— Start of Given passage —

John M. Jaeger

Associate Professor of Geology and Graduate Coordinator
Ph.D. State University of New York, Stony Brook, 1998
Website
email: jmjaeger@ufl.edu
Interests:
Marine and coastal sedimentology
Strata formation/sedimentary geology
Glacial-marine geology
Research into how changes to the earth’s surface over geologic time are chronicled in sediments accumulating along continental margins. This record reflects past changes in sea level, climate and recent human interactions with the coastal environment. Studying this record has tremendous scientific and societal importance because shorelines, deltas, and continental shelves provide most of the world’s population with energy and water. The goal is to quantifying the rates at which modern sedimentary processes operate and how completely the record of these processes is incorporated into the geologic record. Areas of focus include resolving how changes in sea-level, continental sediment production and coastal oceanography are recorded in continental margin strata over time.

— End of Given passage —

* Task requirements
A. Answer these questions about the faculty profile:
(i) From which institution did the profile's subject receive a Ph.D., and in what year?
(ii) What email address does the profile list?
(iii) According to the research description, what three things does the sediment record along continental margins reflect?
B. Which lines of the rows below run from the one containing "the white border." through the last line of the rows? Copy them out word for word.

— Start of Input for this task —

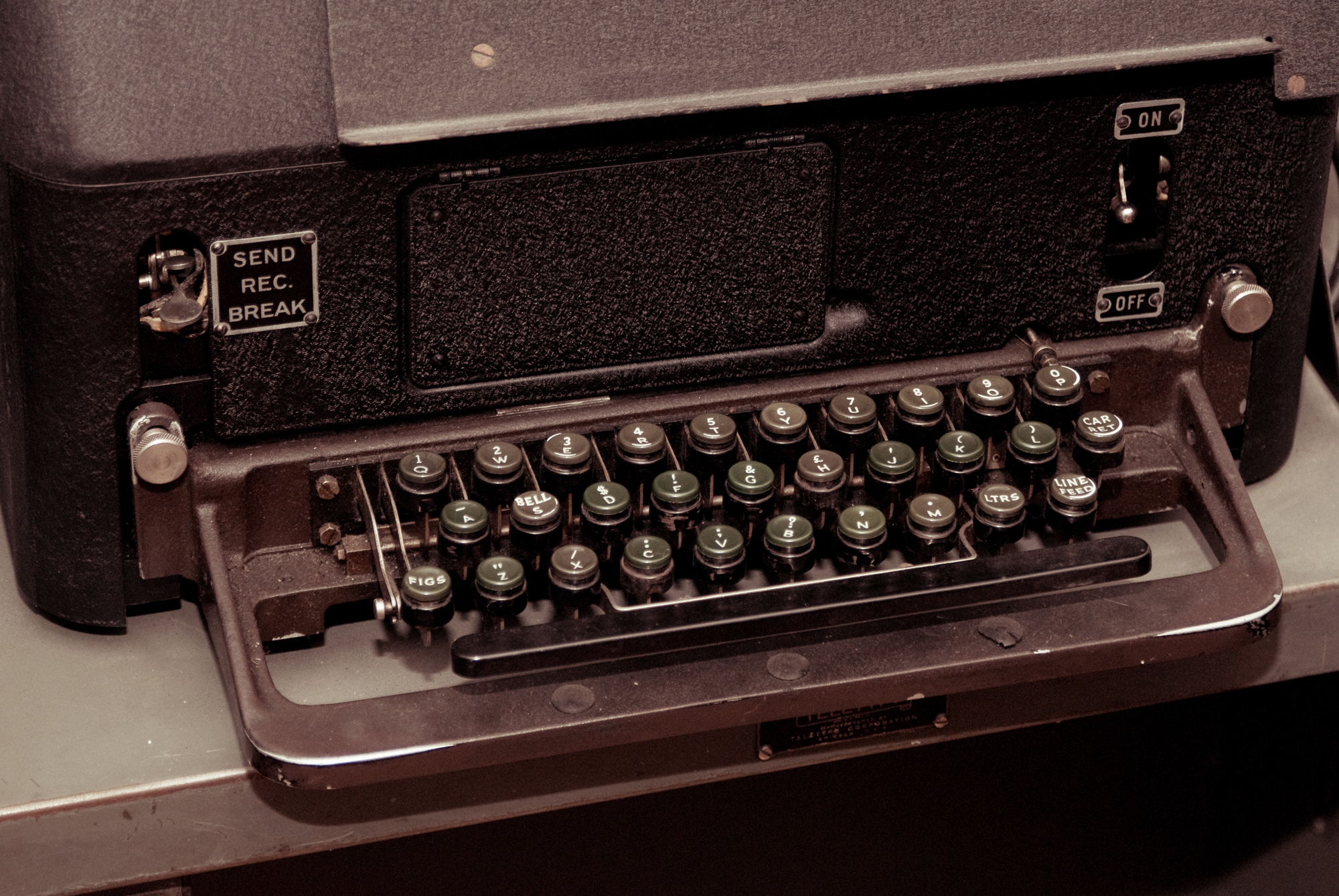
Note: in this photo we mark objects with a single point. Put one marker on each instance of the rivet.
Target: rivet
(788, 666)
(572, 699)
(481, 55)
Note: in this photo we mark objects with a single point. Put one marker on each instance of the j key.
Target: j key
(1099, 442)
(647, 567)
(1001, 514)
(820, 480)
(677, 501)
(1057, 395)
(718, 558)
(420, 483)
(862, 538)
(751, 492)
(931, 525)
(575, 575)
(499, 475)
(891, 472)
(464, 537)
(852, 424)
(789, 546)
(426, 593)
(500, 582)
(1072, 505)
(566, 463)
(918, 414)
(713, 444)
(783, 434)
(1033, 450)
(989, 407)
(641, 452)
(959, 462)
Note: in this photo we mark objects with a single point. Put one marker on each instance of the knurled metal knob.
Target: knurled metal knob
(160, 456)
(1246, 306)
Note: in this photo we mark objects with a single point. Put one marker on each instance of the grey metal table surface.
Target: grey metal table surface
(120, 761)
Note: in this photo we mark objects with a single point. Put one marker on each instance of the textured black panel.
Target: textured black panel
(613, 265)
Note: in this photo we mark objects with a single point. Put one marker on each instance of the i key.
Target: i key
(918, 414)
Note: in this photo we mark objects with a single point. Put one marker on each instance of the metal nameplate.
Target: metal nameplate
(850, 724)
(1133, 302)
(264, 282)
(1151, 118)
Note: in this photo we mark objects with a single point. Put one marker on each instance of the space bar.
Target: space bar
(803, 606)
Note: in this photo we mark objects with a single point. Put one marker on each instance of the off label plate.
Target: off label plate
(848, 724)
(1152, 118)
(264, 282)
(1129, 302)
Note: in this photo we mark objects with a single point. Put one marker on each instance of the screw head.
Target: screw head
(327, 487)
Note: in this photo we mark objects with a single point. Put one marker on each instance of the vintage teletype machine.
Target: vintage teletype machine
(515, 379)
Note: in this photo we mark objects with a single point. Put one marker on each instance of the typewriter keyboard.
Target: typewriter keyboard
(740, 523)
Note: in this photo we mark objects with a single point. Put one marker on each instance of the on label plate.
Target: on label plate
(1151, 118)
(264, 282)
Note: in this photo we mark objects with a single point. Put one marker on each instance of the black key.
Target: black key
(536, 523)
(1033, 450)
(959, 462)
(421, 484)
(1099, 442)
(499, 474)
(1057, 393)
(641, 452)
(713, 444)
(931, 525)
(566, 463)
(862, 538)
(500, 582)
(783, 434)
(989, 407)
(1001, 514)
(918, 414)
(575, 575)
(1072, 505)
(852, 424)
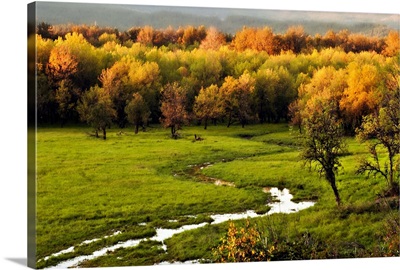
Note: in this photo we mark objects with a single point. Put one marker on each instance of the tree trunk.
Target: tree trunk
(137, 128)
(104, 133)
(173, 131)
(330, 176)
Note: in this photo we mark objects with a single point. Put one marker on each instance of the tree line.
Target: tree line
(225, 83)
(295, 38)
(202, 77)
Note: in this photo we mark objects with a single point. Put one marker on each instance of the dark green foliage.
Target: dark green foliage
(323, 141)
(97, 110)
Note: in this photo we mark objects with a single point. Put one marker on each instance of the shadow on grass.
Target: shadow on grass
(20, 261)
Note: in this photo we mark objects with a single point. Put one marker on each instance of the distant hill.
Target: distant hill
(228, 20)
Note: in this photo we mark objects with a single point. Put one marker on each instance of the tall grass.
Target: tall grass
(89, 188)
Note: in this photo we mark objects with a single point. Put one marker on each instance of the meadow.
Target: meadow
(89, 188)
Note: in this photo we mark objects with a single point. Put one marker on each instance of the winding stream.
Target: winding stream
(282, 204)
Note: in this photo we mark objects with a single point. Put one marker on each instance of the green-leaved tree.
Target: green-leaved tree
(96, 109)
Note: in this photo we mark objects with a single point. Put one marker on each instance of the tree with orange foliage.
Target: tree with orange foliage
(323, 138)
(238, 97)
(173, 102)
(213, 40)
(392, 43)
(363, 95)
(209, 104)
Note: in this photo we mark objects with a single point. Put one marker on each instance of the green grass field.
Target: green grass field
(89, 188)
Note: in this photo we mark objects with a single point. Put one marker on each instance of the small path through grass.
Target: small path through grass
(281, 204)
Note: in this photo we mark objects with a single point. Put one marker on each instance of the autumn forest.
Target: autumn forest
(252, 76)
(149, 129)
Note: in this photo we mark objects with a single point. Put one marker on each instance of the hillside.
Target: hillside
(227, 20)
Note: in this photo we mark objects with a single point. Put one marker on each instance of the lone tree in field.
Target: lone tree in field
(96, 108)
(137, 111)
(173, 102)
(323, 140)
(381, 131)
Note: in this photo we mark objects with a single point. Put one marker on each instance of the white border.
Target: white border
(13, 125)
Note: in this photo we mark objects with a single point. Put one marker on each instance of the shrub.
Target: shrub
(242, 245)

— End of Input for this task —

* Correct answers
A.
(i) State University of New York, Stony Brook, in 1998
(ii) jmjaeger@ufl.edu
(iii) Past changes in sea level, climate, and recent human interactions with the coastal environment

B.
Note: in this photo we mark objects with a single point. Put one marker on each instance of the white border.
Target: white border
(13, 125)
Note: in this photo we mark objects with a single point. Put one marker on each instance of the shrub.
Target: shrub
(242, 245)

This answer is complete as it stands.